
            We all spend increasing amounts of time punching passwords into our phones to manage bank and credit accounts and learning how to perform jobs once performed by travel agents, brokers, and accountants

            Graeber isn't saying that the internet isn't a technology that's developed, he's saying that it's been developed in forms that work against revolutionary or poetic activity. That's, like, the whole thesis. Unless you're suggesting that social media is actually good.

            • disco [any]
              ·
              3 years ago

              I'm not arguing with Graeber, I'm arguing with OP.

        • Horsepaste [they/them]
          ·
          3 years ago

          This is a boomer-tier understanding of the internet and technology lol

    • cawsby [he/him]
      ·
      3 years ago

      We went from full genome DNA testing costing 100 million dollars in 2001 to $1,000 today.

      • gullyfoyleismyname [none/use name]
        hexagon
        ·
        3 years ago

        Fat load of good it's done, we don't even have brain computer interfaces or implantable drug glands or people with Iridescent skin because of gene editing

        • cawsby [he/him]
          ·
          edit-2
          3 years ago

          We now have the full genome of over a dozen Neanderthals.

          If we wanted to we could bring them back like they plan to do with the wooly mammoths.

              • gullyfoyleismyname [none/use name]
                hexagon
                ·
                3 years ago

                Unless I get to eat one and they taste super good it aint worth it. I can pet elephants already and they are way cooler because they're grey and grey is a fun color for an animal to be

            • Horsepaste [they/them]
              ·
              3 years ago

              Graeber really emphasizes in that article about the importance of “blue sky” research.

              Doing cool shit for the sake of knowledge is exactly what we should be aiming for. Shouldn’t be all of our focus, but someone fascinated in wooly mammoths should be able to run with that.

**Information:**
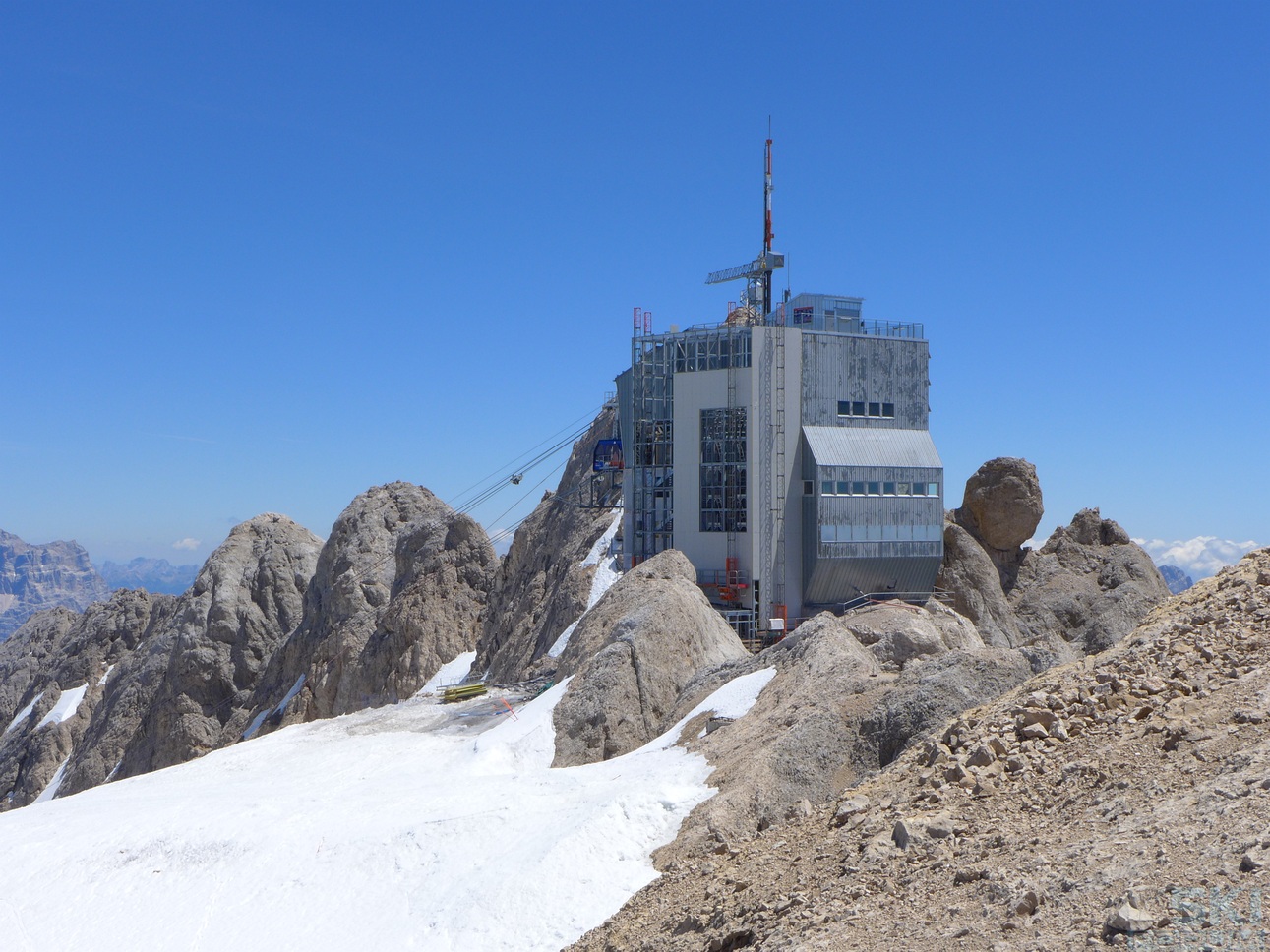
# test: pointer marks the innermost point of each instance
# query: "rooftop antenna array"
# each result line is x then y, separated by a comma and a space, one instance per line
758, 273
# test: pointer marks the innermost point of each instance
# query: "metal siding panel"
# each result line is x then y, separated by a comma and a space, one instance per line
858, 446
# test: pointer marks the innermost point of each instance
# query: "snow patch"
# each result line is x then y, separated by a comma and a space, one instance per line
358, 832
606, 574
279, 707
51, 790
733, 699
23, 714
65, 707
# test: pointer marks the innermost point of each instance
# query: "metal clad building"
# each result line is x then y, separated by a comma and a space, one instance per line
788, 457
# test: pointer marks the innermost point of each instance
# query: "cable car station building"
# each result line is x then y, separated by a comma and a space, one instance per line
785, 450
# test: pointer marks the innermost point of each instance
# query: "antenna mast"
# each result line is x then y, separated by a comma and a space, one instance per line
758, 273
767, 217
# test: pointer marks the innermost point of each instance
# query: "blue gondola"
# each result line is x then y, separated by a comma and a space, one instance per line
609, 455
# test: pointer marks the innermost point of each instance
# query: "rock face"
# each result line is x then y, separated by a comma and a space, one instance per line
542, 585
1000, 509
56, 673
156, 677
155, 575
1118, 802
245, 601
1086, 588
399, 590
832, 715
632, 656
1087, 585
34, 577
1002, 503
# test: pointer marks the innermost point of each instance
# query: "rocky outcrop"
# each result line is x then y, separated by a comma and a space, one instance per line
1175, 577
155, 677
34, 577
1000, 509
834, 711
1087, 585
56, 674
542, 584
972, 577
155, 575
1086, 588
399, 590
1118, 802
245, 601
632, 656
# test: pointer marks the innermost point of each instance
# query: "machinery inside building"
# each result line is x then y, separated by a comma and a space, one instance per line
785, 450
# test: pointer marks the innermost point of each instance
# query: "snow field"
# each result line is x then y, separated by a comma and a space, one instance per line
387, 826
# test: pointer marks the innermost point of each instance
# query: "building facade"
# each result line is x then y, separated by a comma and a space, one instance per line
789, 457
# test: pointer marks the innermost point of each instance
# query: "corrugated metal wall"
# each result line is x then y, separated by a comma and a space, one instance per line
847, 367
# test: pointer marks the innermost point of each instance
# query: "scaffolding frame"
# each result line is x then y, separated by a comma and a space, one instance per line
651, 457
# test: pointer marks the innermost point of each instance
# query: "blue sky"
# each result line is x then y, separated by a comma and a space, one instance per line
260, 257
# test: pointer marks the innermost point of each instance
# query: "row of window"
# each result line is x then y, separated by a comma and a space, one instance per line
865, 407
714, 352
873, 488
881, 533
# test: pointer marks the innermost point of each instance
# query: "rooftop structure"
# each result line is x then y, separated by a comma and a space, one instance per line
785, 450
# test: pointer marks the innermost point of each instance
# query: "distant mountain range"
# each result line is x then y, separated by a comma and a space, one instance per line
153, 575
33, 577
61, 575
1175, 577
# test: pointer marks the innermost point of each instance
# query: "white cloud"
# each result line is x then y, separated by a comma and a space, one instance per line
1200, 556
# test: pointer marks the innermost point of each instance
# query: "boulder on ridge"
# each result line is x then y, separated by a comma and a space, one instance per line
397, 592
632, 656
544, 584
1089, 585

**Required action 1:** From the comment thread, return the passage from "Fat load of" up to and including "a dozen Neanderthals.".
**Required action 2:** According to the comment thread, what did full genome DNA testing cost in 2001?

**Response box 1:**
Fat load of good it's done, we don't even have brain computer interfaces or implantable drug glands or people with Iridescent skin because of gene editing

        • cawsby [he/him]
          ·
          edit-2
          3 years ago

          We now have the full genome of over a dozen Neanderthals.

**Response box 2:** 100 million dollars